• _Selection_
Specificity is also called selectivity or True Negative Rate (TNR). The R function to calculate this is as follows:

getSpecificity <- function(df){
   confusion_matrix <- table(df$scored.class, df$class,
                        dnn = c("Predicted", "Actual"))
   TN <- confusion_matrix[2,2]
   FN <- confusion_matrix[2,1]
   FP <- confusion_matrix[1,2]
   TP <- confusion_matrix[1,1]
   Specificity <- (TN)/(TN+FP)
   return(Specificity)
}

Running on our data

getSpecificity(data)
## [1] 0.4736842

Verification using caret:

specificity(table(data$scored.class, data$class))
## [1] 0.4736842

Solution 08

Write a function that takes the data set as a dataframe, with actual and predicted classifications identified, and returns the F1 score of the predictions.

Collection entries
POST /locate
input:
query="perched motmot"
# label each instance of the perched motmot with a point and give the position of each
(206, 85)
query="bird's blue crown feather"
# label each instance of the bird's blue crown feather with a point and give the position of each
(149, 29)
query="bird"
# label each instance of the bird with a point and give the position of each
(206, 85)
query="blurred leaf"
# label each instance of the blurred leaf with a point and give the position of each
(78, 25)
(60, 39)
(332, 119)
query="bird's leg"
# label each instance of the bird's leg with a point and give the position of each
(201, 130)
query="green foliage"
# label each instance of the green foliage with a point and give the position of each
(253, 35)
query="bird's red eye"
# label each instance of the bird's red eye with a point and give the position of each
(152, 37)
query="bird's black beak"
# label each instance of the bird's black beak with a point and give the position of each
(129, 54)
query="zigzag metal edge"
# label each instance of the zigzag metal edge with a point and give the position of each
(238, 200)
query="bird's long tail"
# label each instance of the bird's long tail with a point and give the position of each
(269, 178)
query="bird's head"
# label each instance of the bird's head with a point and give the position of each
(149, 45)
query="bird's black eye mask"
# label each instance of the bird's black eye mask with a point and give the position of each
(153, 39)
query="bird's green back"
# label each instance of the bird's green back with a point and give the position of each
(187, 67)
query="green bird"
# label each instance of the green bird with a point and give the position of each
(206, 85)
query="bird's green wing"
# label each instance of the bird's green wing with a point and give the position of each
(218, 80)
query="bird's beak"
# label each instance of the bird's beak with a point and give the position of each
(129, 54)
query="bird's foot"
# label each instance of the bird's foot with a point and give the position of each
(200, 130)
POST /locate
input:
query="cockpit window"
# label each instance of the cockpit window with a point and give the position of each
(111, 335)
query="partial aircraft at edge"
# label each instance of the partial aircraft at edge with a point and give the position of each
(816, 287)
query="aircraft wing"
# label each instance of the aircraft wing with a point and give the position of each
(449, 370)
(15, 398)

• _Written problem 1_
According to the specificity excerpt, what two other names is specificity known by?
• _Written problem 2_
Identify every line in the entries that contains the word "back", and copy each one.

• _Correct output 1_
Selectivity and True Negative Rate (TNR).

• _Correct output 2_
query="bird's green back"
# label each instance of the bird's green back with a point and give the position of each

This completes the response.